Cet article vous explique pourquoi prioriser ne sert à rien si votre WIP est trop grand, en s’appuyant sur des simulations à l’aide de la méthode Monte Carlo.
Rappel rapide sur Kanban et les métriques
Kanban est une stratégie d’optimisation du flux de valeur à travers un processus utilisant un système de visualisation des systèmes de flux-tirés. La notion de flux tiré consiste à ne commencer un travail que lorsqu’une demande est exprimée, par opposition à un flux poussé où le travail est planifié et lancé indépendamment de la demande réelle. Cela permet de mieux gérer la capacité de l’équipe, d’éviter les surcharges et de garantir un flux de travail fluide et optimisé.
Quatre métriques importantes se dégagent :
- le WIP : Work In Progress, le travail en cours,
- le Cycle Time : temps qu’un élément met à être traité de bout en bout,
- le Throughput : le débit en français. Le nombre d’éléments complétés sur une période donnée,
- le Work Item Age : l’âge des éléments en cours de traitement.
Ces métriques sont essentielles pour comprendre le fonctionnement et l’efficacité du flux de travail.
Pour ceux qui souhaitent en savoir plus sur ces métriques et leur importance, je vous invite à consulter cet article précédemment publié, qui parle de l’utilisation de Kanban dans Scrum. Cependant, les principes abordés restent valables pour du Kanban « pur ».
Simulations Monte Carlo : comment ça marche ?

*Exercice court 1:*
Pour chacune des affirmations (a), (b) et (c), indiquez si elle concorde avec le texte sur Kanban. Répondez par oui ou non et citez les mots exacts du texte qui tranchent.
(a) Dans un flux tiré, le travail est planifié et lancé indépendamment de la demande réelle.
(b) Le Throughput correspond au nombre d’éléments complétés sur une période donnée.
(c) Les principes abordés dans l’article précédemment publié ne s’appliquent qu’à Kanban utilisé dans Scrum.
*Exercice court 2:*
Restituez fidèlement le passage du texte sur Kanban situé entre « Rappel rapide sur » et « fluide et optimisé. », ces deux bornes comprises.
Les lignes ci-dessous viennent d’une autre source que le texte.

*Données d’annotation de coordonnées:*
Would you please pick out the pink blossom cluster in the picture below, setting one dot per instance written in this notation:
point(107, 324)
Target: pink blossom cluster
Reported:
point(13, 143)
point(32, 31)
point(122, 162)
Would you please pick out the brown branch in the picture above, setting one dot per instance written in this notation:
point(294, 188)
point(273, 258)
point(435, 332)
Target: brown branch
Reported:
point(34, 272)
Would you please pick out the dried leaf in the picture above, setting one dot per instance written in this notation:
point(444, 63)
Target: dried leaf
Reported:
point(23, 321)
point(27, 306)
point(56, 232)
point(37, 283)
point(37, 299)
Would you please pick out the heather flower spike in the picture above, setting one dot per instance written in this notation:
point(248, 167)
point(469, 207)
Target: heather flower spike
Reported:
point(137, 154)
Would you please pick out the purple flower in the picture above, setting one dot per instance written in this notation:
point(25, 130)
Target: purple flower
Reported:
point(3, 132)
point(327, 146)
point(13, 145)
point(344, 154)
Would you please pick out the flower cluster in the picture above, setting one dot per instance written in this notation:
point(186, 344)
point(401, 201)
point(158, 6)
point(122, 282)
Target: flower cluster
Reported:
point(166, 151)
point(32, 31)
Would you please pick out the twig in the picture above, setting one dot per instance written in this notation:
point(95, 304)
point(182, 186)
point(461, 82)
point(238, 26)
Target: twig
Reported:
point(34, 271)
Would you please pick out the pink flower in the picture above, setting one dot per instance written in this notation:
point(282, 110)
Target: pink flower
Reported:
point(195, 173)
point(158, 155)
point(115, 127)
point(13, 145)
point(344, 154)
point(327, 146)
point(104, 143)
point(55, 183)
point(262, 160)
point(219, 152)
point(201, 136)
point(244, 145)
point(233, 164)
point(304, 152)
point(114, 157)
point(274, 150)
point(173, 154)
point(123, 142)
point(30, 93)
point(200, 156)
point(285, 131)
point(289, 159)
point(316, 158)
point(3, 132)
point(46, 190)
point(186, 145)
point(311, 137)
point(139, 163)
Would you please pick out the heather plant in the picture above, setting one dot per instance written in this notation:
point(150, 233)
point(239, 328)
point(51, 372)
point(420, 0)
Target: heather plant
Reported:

*Réponse complète 1:*
(a) Non : « La notion de flux tiré consiste à ne commencer un travail que lorsqu’une demande est exprimée ».
(b) Oui : « Le nombre d’éléments complétés sur une période donnée ».
(c) Non : « les principes abordés restent valables pour du Kanban ».

*Réponse complète 2:*
Rappel rapide sur Kanban et les métriques
Kanban est une stratégie d’optimisation du flux de valeur à travers un processus utilisant un système de visualisation des systèmes de flux-tirés. La notion de flux tiré consiste à ne commencer un travail que lorsqu’une demande est exprimée, par opposition à un flux poussé où le travail est planifié et lancé indépendamment de la demande réelle. Cela permet de mieux gérer la capacité de l’équipe, d’éviter les surcharges et de garantir un flux de travail fluide et optimisé.